Given data:
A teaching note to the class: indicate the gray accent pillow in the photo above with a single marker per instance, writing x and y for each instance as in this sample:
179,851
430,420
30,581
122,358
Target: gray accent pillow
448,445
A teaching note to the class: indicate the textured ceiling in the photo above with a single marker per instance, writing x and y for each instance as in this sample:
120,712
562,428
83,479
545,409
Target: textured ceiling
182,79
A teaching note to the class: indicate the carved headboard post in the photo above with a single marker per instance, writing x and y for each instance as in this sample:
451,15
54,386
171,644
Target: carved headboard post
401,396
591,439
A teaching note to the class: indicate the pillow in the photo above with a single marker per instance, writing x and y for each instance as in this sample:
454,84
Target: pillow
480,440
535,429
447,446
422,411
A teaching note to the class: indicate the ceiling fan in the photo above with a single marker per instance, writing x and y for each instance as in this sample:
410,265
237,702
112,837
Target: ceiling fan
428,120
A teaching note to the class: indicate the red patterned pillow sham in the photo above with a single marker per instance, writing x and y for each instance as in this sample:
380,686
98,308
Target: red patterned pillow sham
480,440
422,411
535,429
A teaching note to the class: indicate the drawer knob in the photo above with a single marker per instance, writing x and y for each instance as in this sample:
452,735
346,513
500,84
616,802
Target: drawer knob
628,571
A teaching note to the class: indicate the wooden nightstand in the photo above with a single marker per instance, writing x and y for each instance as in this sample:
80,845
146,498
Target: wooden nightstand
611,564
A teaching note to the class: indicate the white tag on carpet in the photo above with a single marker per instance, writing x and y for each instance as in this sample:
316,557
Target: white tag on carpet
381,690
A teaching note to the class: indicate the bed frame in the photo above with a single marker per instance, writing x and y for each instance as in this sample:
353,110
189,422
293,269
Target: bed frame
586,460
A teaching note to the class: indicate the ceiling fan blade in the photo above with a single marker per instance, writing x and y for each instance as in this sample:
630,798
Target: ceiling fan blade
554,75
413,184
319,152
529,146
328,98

Instructions to follow: Output the listing above exactly as it appears.

Response to the task:
A teaching note to the class: indicate the gray accent pillow in the photo above with a single marker per instance, writing x and y for each instance as in this sample:
179,851
430,420
30,581
122,358
Target: gray accent pillow
448,445
A teaching note to the class: indicate the textured ceiling in the photo above with a single marker per instance, writing x and y for each instance as in this sample:
120,712
562,428
83,479
545,409
Target: textured ceiling
182,79
A teaching note to the class: indicate the carved headboard post in the photo above with a single marker per instance, writing x and y for each instance as in this sample:
451,15
54,386
171,644
Target: carved headboard post
401,396
591,439
A teaching note to the class: indicate the pillow in the photo above with a single marker per instance, writing x and y for each instance as in this sample:
454,84
Target: pillow
480,440
535,429
447,446
422,411
A teaching note to the class: indicate the ceiling fan in the photo above with a single marker per instance, writing x and y for each instance as in this sample:
410,265
237,702
112,837
Target: ceiling fan
428,120
A teaching note to the class: indicate the red patterned pillow sham in the photo above with a single marker per instance, writing x and y for each instance as in this sample:
380,686
98,308
Target: red patterned pillow sham
480,440
422,411
535,429
A teaching note to the class: indicate the drawer knob in the photo above with a single marker per instance, writing x and y for each instance as in this sample:
452,735
346,513
500,84
616,802
Target: drawer knob
628,571
A teaching note to the class: indicate the wooden nightstand in the photo above with a single marker per instance, writing x and y for each instance as in this sample:
80,845
146,498
Target: wooden nightstand
611,564
A teaching note to the class: indicate the white tag on carpet in the photo above with a single marker per instance, writing x and y for each instance as in this sample:
316,557
Target: white tag on carpet
381,690
A teaching note to the class: indicate the bed frame in the photo above with a single marker per instance, writing x and y for each instance as in this sample:
353,110
189,422
293,269
Target: bed frame
586,460
A teaching note to the class: indicate the ceiling fan blade in the photo above with a single marker per instance, writing x and y for each instance as in this sample:
630,798
Target: ceiling fan blade
554,75
413,184
319,152
529,146
328,98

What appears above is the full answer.